[Start of Attachment]

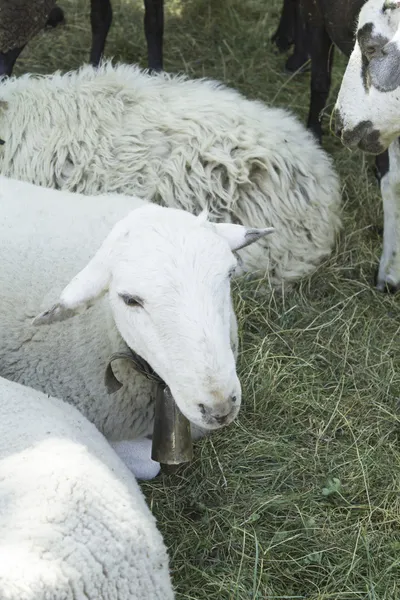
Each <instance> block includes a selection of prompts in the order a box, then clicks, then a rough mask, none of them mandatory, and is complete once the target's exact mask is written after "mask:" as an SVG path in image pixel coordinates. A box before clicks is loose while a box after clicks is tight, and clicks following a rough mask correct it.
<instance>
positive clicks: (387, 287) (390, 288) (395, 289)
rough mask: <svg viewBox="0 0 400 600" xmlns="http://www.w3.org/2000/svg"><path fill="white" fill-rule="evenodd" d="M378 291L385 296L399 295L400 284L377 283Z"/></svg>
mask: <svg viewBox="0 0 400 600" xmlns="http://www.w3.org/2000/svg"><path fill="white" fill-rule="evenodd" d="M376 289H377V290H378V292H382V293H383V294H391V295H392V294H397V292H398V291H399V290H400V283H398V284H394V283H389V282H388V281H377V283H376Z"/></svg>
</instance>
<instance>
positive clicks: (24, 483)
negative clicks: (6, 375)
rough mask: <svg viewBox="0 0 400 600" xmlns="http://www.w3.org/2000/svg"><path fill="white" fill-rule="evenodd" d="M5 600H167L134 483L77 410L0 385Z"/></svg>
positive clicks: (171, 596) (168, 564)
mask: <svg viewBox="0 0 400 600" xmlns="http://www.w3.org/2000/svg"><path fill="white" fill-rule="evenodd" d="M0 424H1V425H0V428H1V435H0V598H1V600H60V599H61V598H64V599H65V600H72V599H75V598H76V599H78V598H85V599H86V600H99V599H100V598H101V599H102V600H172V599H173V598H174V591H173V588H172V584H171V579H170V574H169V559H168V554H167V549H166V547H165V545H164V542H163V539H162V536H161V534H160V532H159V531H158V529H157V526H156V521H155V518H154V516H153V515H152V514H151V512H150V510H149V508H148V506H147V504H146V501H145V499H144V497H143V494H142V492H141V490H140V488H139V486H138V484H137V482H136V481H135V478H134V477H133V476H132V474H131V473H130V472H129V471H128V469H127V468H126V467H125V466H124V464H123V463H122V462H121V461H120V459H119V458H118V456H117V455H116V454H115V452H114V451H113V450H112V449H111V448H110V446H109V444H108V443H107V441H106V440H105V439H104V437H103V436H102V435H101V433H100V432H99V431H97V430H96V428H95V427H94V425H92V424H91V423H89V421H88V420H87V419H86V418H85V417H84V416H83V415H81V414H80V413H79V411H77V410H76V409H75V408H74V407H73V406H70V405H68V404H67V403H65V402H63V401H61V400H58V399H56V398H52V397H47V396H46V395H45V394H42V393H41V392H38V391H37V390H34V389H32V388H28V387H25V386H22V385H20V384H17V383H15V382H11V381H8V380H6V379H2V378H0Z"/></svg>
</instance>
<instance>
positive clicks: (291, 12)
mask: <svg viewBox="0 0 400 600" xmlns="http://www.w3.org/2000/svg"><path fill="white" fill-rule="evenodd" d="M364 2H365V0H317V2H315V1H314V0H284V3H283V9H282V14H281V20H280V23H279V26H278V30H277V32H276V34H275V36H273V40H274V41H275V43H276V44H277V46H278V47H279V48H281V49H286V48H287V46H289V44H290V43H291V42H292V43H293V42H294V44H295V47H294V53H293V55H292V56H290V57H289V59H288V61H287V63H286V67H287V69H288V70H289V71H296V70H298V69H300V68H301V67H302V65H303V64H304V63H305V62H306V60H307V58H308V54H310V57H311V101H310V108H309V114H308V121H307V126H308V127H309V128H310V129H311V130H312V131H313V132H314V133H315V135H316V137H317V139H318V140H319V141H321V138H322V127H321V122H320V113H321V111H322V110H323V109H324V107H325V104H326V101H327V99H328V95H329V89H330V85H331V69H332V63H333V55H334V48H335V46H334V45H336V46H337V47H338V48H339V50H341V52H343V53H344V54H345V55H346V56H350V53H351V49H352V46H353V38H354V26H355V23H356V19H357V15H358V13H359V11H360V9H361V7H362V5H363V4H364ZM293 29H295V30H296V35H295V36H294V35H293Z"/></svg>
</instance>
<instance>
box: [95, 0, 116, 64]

[End of Attachment]

TASK OBJECTIVE: Print exactly what appears from the first line of the listing above down to the line containing "negative clicks: (6, 375)", inclusive, and leave out all pictures.

OUTPUT BELOW:
Each <instance> block includes a selection of prompts in the order a box, then clicks, then a rough mask, none of them mandatory, and is complete once the target's exact mask is written after "mask:" as an SVG path in image pixel coordinates. A box before clicks is loose while a box after clicks is tight, and clicks following a rough mask correct it.
<instance>
positive clicks: (387, 287) (390, 288) (395, 289)
rough mask: <svg viewBox="0 0 400 600" xmlns="http://www.w3.org/2000/svg"><path fill="white" fill-rule="evenodd" d="M378 291L385 296L399 295L400 284L377 283Z"/></svg>
mask: <svg viewBox="0 0 400 600" xmlns="http://www.w3.org/2000/svg"><path fill="white" fill-rule="evenodd" d="M376 289H377V290H378V292H382V293H383V294H391V295H392V294H397V292H398V291H399V290H400V283H398V284H394V283H389V282H388V281H377V283H376Z"/></svg>
</instance>
<instance>
positive clicks: (24, 483)
negative clicks: (6, 375)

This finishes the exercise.